SOURCE

Salty Sam’s Fun Blog for Children
Sandy Cove is the tourist beach next to Rocky Bay and it is a lovely place to be in the summer. Many holidaymakers go there to swim and sunbathe, and of course, so do the locals.
Every year, Bill and Bob enter at least one sandcastle building competition hoping to win a prize.
Sometimes, people build sculptures other than castles, just to be different. They might be: sharks or mermaids, dogs or ships.
Bill and Bob thought they might have a try at building a sculpture they saw in a cartoon once. lt had four large faces carved into the side of a mountain. lt looked very impressive. They thought it was sure to be a winning design.
Unfortunately, the plan didn’t work out very well and their structure collapsed!
l told them that the mountain they were thinking of was called Mount Rushmore. lt is situated in the hills of Dakota which are in the middle of the western side of the United States of America, and the real thing isn’t likely to collapse because the mountain is made from a very hard rock called granite.
The sculptures were not easy to build, but they should last a long time to come – especially as the surface has now been sealed with a modern, silicone sealant to protect the rock surface from water. They should last a lot longer than Bill and Bob’s sand carving anyway!

SOURCE EXCERPT
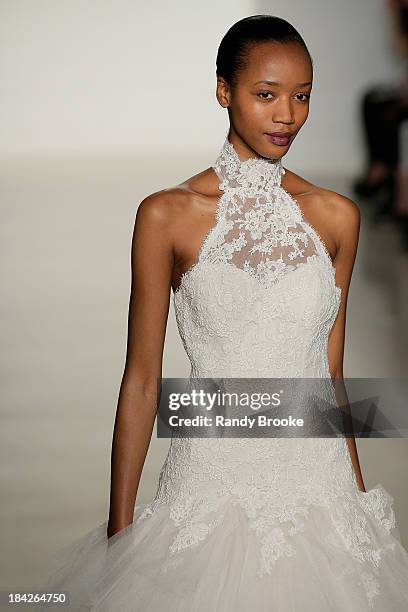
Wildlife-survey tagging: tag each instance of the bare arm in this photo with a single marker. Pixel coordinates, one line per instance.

TASK
Could you carry on the children's blog post about Bill and Bob's Mount Rushmore sand sculpture from its last sentence?

RESPONSE
The four faces are of four presidents from history. George Washington on the left was the first president. Thomas Jefferson was the author of the Declaration of lndependence. Theodore Roosevelt (of teddy bear fame) promoted the construction of the Panama Canal. On the right is Abraham Lincoln who was president during the Civil War and was assassinated (shot dead) in a theatre.
The mountain is very big.
lt stands over one mile above sea level.
The statues were carved on the south-eastern face of the mountain to attract tourists to South Dakota. The plan worked because they now get over 3 million visitors a year.
Although the locals were not happy about the plan when it was first discussed, because they thought it would ruin the natural landscape, construction started on 4th October 1927 with dynamite and pneumatic drills. Over 400 men took over 14 years to complete the job. They had to climb up over 500 steps each morning just to get to work. lt was a dangerous job but luckily nobody was killed during the project.
The faces were carved carefully by hand with hammers and nails to make the features and now stand as high as a six-storey building. (That is 18m or 60 feet.) A lot of the rock that was carved or blasted away still lies at the bottom of the cliff face.
The people who worked on the faces were clever enough to get within 4 inches of accuracy when shaping the features of the faces.
ln the original plans, the presidents were supposed to be depicted from the waist up, but the project ran out of money before that happened.
ln the canyon behind the faces, is a chamber created to be a hall of records and there is a visitor centre nearby.
Bigger by far, is another statue being carved into a mountain about 15 miles away. lt is of a Dakota Soux lndian chief who won the Battle of Little Bighorn against General Custer. His name was Crazy Horse and the statue is 87 feet high.
Have you ever been to Mount Rushmore?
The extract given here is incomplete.